**Records for this task:**
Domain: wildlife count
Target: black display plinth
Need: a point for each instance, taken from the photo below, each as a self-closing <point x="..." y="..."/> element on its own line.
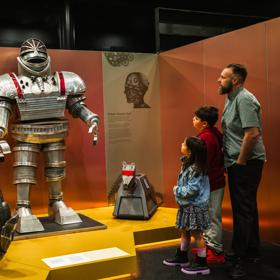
<point x="52" y="228"/>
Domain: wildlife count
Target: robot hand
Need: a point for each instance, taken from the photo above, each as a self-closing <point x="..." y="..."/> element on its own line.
<point x="4" y="149"/>
<point x="7" y="234"/>
<point x="93" y="129"/>
<point x="2" y="132"/>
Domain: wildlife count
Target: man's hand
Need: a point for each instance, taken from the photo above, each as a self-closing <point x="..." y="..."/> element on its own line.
<point x="93" y="129"/>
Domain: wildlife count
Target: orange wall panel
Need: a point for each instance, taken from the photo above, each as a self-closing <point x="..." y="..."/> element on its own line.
<point x="181" y="88"/>
<point x="257" y="47"/>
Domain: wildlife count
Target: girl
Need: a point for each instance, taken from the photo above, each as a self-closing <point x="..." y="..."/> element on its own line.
<point x="192" y="196"/>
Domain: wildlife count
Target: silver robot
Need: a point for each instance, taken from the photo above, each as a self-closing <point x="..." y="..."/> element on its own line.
<point x="39" y="99"/>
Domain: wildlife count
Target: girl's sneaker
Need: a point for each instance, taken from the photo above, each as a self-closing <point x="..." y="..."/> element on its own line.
<point x="180" y="259"/>
<point x="214" y="257"/>
<point x="198" y="266"/>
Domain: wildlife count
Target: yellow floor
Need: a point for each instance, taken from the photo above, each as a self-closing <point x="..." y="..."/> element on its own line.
<point x="24" y="257"/>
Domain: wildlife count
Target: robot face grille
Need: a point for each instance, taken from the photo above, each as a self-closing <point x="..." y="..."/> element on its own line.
<point x="33" y="50"/>
<point x="34" y="55"/>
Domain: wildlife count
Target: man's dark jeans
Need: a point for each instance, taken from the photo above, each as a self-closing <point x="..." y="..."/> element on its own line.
<point x="243" y="185"/>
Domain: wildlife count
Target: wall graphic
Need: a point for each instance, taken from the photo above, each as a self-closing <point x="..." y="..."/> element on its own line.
<point x="132" y="117"/>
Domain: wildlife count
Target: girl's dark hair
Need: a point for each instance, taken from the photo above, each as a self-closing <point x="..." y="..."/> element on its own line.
<point x="198" y="156"/>
<point x="208" y="114"/>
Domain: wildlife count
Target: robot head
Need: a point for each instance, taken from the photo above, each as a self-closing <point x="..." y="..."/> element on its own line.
<point x="136" y="85"/>
<point x="33" y="58"/>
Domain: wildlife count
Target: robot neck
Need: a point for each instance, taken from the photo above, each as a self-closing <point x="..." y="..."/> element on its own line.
<point x="24" y="70"/>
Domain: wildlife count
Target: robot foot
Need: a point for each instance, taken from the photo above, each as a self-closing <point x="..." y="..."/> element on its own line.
<point x="62" y="214"/>
<point x="7" y="234"/>
<point x="28" y="222"/>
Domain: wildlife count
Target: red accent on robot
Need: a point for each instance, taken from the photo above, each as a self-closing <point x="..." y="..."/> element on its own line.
<point x="19" y="90"/>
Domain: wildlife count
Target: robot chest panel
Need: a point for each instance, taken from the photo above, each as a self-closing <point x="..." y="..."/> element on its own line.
<point x="40" y="101"/>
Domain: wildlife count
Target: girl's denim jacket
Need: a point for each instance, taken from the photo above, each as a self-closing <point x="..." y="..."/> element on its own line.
<point x="191" y="189"/>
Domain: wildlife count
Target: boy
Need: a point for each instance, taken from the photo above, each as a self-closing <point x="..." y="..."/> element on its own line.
<point x="204" y="121"/>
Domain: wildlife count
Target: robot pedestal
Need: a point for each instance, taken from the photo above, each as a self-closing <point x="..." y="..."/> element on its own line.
<point x="136" y="202"/>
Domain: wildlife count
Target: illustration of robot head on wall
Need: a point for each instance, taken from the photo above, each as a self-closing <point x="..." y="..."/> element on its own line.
<point x="33" y="59"/>
<point x="136" y="86"/>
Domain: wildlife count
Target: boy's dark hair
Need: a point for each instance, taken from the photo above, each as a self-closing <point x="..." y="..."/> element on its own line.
<point x="208" y="114"/>
<point x="198" y="155"/>
<point x="238" y="69"/>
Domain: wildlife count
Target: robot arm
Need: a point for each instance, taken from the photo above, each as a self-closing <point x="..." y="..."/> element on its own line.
<point x="75" y="88"/>
<point x="5" y="112"/>
<point x="77" y="108"/>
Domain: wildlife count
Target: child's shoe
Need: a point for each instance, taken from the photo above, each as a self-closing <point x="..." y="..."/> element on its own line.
<point x="198" y="266"/>
<point x="214" y="257"/>
<point x="180" y="259"/>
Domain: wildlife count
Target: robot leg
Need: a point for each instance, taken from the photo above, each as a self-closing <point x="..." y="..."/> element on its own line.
<point x="55" y="173"/>
<point x="24" y="177"/>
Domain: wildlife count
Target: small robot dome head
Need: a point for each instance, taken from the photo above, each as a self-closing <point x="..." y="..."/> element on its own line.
<point x="34" y="55"/>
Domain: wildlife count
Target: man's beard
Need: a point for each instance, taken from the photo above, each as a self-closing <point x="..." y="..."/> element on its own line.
<point x="225" y="89"/>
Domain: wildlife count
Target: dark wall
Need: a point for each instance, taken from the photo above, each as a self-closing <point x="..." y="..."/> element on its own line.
<point x="122" y="25"/>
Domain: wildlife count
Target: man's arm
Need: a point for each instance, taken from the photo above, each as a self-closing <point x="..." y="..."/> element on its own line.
<point x="251" y="135"/>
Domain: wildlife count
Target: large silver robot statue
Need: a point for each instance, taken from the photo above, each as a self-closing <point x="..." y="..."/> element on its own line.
<point x="40" y="99"/>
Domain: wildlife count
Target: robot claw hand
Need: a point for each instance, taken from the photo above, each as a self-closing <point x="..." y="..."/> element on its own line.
<point x="4" y="149"/>
<point x="7" y="234"/>
<point x="93" y="129"/>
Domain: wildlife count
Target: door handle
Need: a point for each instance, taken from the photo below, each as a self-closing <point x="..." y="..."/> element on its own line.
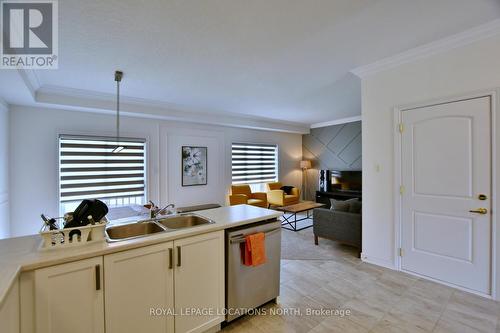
<point x="97" y="277"/>
<point x="170" y="258"/>
<point x="479" y="211"/>
<point x="179" y="256"/>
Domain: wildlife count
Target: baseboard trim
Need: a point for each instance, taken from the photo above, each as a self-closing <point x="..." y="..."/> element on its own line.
<point x="377" y="261"/>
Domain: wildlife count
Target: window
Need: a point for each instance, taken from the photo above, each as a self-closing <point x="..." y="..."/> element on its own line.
<point x="89" y="169"/>
<point x="254" y="164"/>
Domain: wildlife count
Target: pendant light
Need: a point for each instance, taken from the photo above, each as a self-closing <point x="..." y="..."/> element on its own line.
<point x="118" y="79"/>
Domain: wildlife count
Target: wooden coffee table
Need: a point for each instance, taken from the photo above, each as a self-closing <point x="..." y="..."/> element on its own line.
<point x="292" y="210"/>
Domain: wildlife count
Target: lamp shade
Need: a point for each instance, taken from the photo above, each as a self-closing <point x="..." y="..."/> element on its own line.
<point x="305" y="164"/>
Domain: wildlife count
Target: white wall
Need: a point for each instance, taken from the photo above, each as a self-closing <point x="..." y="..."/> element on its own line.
<point x="467" y="69"/>
<point x="33" y="158"/>
<point x="4" y="171"/>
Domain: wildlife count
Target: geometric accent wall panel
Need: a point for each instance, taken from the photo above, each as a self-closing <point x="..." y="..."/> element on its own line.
<point x="336" y="147"/>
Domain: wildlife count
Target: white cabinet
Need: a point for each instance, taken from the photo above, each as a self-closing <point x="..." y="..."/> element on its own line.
<point x="69" y="298"/>
<point x="180" y="276"/>
<point x="138" y="281"/>
<point x="199" y="282"/>
<point x="9" y="311"/>
<point x="126" y="292"/>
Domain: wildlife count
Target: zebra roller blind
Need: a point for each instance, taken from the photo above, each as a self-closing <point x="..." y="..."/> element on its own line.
<point x="254" y="163"/>
<point x="89" y="169"/>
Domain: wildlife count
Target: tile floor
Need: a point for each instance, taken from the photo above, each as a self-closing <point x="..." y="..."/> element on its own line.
<point x="380" y="300"/>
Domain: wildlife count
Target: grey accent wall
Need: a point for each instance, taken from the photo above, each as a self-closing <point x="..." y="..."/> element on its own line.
<point x="336" y="147"/>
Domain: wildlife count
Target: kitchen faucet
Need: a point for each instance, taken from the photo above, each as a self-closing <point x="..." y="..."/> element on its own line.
<point x="155" y="211"/>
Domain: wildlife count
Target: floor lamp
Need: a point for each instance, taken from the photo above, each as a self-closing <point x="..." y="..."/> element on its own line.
<point x="304" y="165"/>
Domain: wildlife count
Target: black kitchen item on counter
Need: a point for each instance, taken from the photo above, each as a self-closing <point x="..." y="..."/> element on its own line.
<point x="88" y="207"/>
<point x="50" y="222"/>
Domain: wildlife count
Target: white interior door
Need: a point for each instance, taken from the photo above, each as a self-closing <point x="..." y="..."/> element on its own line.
<point x="446" y="166"/>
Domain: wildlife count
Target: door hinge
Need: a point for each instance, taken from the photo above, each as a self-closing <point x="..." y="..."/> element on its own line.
<point x="401" y="127"/>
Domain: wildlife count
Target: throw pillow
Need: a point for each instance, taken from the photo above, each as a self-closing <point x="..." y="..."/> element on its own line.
<point x="355" y="207"/>
<point x="287" y="189"/>
<point x="339" y="205"/>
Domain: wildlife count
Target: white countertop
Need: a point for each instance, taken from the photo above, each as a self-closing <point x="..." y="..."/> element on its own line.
<point x="22" y="254"/>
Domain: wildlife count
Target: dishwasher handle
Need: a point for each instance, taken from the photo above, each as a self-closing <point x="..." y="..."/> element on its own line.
<point x="242" y="239"/>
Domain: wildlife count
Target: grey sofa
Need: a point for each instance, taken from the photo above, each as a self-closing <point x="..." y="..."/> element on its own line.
<point x="340" y="226"/>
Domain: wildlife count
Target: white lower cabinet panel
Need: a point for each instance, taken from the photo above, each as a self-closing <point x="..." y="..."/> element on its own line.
<point x="136" y="290"/>
<point x="199" y="282"/>
<point x="137" y="282"/>
<point x="9" y="311"/>
<point x="69" y="298"/>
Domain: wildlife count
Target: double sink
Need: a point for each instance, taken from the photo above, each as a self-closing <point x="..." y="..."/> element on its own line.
<point x="154" y="226"/>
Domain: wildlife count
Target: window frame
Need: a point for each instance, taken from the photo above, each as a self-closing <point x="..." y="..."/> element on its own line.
<point x="277" y="161"/>
<point x="102" y="138"/>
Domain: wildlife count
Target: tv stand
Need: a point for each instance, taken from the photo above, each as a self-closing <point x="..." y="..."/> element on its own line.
<point x="324" y="197"/>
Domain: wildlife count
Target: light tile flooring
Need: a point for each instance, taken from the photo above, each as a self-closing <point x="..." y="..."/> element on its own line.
<point x="381" y="300"/>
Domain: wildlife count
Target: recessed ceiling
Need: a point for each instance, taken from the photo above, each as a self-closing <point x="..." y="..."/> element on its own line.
<point x="280" y="59"/>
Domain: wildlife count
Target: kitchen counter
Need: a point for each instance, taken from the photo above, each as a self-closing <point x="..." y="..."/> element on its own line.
<point x="23" y="253"/>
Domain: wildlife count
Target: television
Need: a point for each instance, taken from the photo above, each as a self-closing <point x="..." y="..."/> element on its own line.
<point x="345" y="180"/>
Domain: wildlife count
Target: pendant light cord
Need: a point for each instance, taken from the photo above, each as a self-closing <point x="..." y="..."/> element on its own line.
<point x="117" y="112"/>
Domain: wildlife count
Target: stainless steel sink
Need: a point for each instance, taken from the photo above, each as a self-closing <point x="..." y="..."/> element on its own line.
<point x="132" y="230"/>
<point x="183" y="221"/>
<point x="149" y="227"/>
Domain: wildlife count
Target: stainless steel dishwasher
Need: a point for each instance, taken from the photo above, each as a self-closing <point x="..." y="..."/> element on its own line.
<point x="250" y="287"/>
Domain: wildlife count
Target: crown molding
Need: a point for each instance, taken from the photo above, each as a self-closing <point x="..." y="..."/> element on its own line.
<point x="337" y="122"/>
<point x="96" y="102"/>
<point x="478" y="33"/>
<point x="30" y="80"/>
<point x="4" y="106"/>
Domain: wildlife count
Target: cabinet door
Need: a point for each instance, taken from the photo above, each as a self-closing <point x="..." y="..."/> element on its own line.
<point x="139" y="290"/>
<point x="69" y="298"/>
<point x="199" y="282"/>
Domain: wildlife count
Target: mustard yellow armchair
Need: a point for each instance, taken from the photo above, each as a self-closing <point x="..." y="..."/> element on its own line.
<point x="277" y="197"/>
<point x="242" y="194"/>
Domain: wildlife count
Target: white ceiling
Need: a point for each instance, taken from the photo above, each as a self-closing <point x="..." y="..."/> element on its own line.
<point x="280" y="59"/>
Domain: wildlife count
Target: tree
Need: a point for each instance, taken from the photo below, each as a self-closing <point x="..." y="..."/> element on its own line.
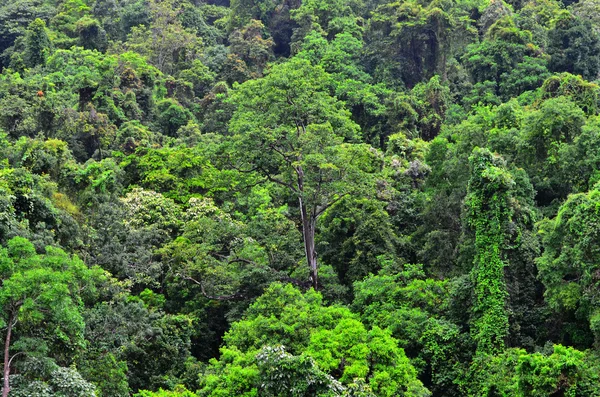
<point x="41" y="290"/>
<point x="332" y="336"/>
<point x="569" y="266"/>
<point x="574" y="46"/>
<point x="37" y="44"/>
<point x="488" y="208"/>
<point x="290" y="130"/>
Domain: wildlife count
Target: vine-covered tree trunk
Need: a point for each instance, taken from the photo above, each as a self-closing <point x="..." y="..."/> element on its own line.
<point x="488" y="213"/>
<point x="6" y="372"/>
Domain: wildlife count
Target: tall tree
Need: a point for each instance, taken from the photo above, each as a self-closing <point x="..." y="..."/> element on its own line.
<point x="289" y="129"/>
<point x="41" y="295"/>
<point x="488" y="211"/>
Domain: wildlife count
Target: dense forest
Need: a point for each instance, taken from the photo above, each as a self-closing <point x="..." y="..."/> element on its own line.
<point x="294" y="198"/>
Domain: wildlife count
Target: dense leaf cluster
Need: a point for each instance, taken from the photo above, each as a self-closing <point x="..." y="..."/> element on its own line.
<point x="300" y="198"/>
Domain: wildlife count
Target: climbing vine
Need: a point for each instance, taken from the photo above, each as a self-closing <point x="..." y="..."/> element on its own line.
<point x="488" y="211"/>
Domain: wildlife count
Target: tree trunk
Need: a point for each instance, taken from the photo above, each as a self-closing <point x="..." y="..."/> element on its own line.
<point x="308" y="234"/>
<point x="6" y="386"/>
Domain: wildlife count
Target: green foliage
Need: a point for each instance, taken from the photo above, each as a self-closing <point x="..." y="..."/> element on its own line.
<point x="332" y="336"/>
<point x="488" y="212"/>
<point x="245" y="168"/>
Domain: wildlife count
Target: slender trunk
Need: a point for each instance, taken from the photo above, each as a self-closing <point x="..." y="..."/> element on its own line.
<point x="6" y="386"/>
<point x="309" y="222"/>
<point x="308" y="234"/>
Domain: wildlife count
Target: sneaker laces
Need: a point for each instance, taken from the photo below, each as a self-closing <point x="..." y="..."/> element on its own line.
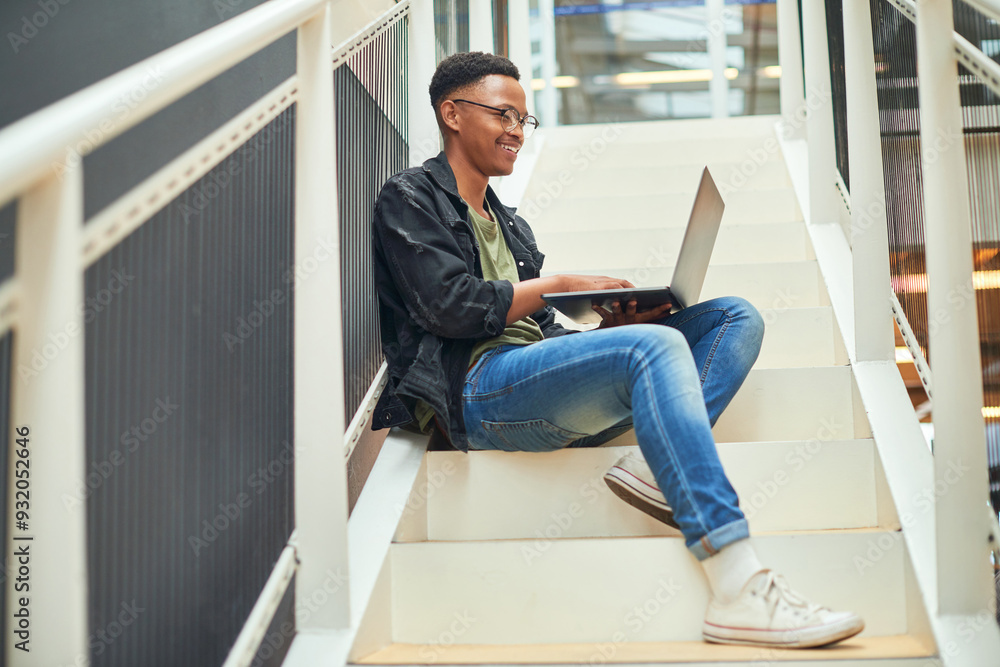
<point x="776" y="588"/>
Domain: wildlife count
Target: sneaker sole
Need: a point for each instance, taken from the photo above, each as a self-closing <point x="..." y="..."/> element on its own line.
<point x="620" y="482"/>
<point x="805" y="637"/>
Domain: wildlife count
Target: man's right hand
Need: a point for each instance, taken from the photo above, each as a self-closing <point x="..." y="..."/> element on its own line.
<point x="578" y="283"/>
<point x="528" y="294"/>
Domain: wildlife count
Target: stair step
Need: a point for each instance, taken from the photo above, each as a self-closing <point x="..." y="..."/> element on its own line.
<point x="614" y="151"/>
<point x="736" y="244"/>
<point x="800" y="337"/>
<point x="582" y="177"/>
<point x="785" y="485"/>
<point x="546" y="213"/>
<point x="907" y="651"/>
<point x="649" y="589"/>
<point x="749" y="129"/>
<point x="779" y="285"/>
<point x="805" y="404"/>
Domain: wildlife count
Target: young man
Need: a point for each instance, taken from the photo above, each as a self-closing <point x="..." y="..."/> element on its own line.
<point x="475" y="353"/>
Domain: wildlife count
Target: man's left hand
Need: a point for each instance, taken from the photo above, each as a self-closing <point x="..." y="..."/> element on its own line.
<point x="617" y="317"/>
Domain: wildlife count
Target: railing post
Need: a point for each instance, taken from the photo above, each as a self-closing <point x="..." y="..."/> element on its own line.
<point x="423" y="132"/>
<point x="790" y="59"/>
<point x="819" y="122"/>
<point x="47" y="559"/>
<point x="550" y="104"/>
<point x="959" y="437"/>
<point x="873" y="336"/>
<point x="715" y="43"/>
<point x="320" y="468"/>
<point x="519" y="31"/>
<point x="481" y="26"/>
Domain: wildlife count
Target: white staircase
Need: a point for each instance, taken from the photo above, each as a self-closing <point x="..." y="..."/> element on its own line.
<point x="528" y="558"/>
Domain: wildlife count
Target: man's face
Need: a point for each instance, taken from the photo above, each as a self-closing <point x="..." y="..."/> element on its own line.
<point x="479" y="132"/>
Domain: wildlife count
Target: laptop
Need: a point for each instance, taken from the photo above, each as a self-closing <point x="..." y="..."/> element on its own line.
<point x="689" y="272"/>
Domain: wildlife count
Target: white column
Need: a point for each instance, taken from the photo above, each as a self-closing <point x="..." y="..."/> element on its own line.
<point x="320" y="468"/>
<point x="519" y="36"/>
<point x="790" y="59"/>
<point x="550" y="101"/>
<point x="873" y="335"/>
<point x="424" y="136"/>
<point x="48" y="400"/>
<point x="959" y="440"/>
<point x="819" y="124"/>
<point x="718" y="87"/>
<point x="481" y="26"/>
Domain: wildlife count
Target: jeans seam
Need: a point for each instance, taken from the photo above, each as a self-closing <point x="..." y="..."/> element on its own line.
<point x="715" y="345"/>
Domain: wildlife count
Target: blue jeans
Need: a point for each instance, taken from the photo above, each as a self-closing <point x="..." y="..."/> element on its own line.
<point x="670" y="380"/>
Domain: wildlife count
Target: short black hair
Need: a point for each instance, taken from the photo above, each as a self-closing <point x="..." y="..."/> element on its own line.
<point x="461" y="69"/>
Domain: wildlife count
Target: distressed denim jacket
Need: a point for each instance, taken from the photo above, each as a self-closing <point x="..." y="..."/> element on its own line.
<point x="434" y="304"/>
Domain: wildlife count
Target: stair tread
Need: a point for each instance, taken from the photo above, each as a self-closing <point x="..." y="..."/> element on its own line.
<point x="873" y="648"/>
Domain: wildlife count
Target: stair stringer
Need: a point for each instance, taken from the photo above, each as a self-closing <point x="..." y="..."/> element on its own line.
<point x="906" y="460"/>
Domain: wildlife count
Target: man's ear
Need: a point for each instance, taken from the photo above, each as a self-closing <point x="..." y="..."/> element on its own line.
<point x="449" y="115"/>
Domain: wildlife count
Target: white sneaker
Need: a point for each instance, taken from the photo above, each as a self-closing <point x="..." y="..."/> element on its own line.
<point x="769" y="613"/>
<point x="631" y="480"/>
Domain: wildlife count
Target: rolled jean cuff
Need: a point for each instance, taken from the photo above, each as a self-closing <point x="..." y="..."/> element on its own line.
<point x="712" y="543"/>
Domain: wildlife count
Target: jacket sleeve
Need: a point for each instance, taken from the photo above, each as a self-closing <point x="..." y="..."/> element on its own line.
<point x="430" y="269"/>
<point x="546" y="316"/>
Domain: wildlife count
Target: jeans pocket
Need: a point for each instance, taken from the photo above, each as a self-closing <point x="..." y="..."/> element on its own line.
<point x="533" y="435"/>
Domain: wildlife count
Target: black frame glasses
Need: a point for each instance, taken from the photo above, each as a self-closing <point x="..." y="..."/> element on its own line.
<point x="510" y="118"/>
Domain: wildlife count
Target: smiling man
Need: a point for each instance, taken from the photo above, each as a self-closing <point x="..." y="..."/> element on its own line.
<point x="476" y="357"/>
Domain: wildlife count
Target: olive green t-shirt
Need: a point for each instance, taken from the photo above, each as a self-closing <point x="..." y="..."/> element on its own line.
<point x="497" y="264"/>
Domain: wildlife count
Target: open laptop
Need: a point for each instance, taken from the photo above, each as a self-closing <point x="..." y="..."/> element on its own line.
<point x="689" y="272"/>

**Exercise instructions:** Locate every line in the data above that holds the word "black" and copy those lines. Case counts.

**Solution to this problem:**
Target: black display plinth
Target: black kitchen item on counter
Target: short black hair
Target: black frame glasses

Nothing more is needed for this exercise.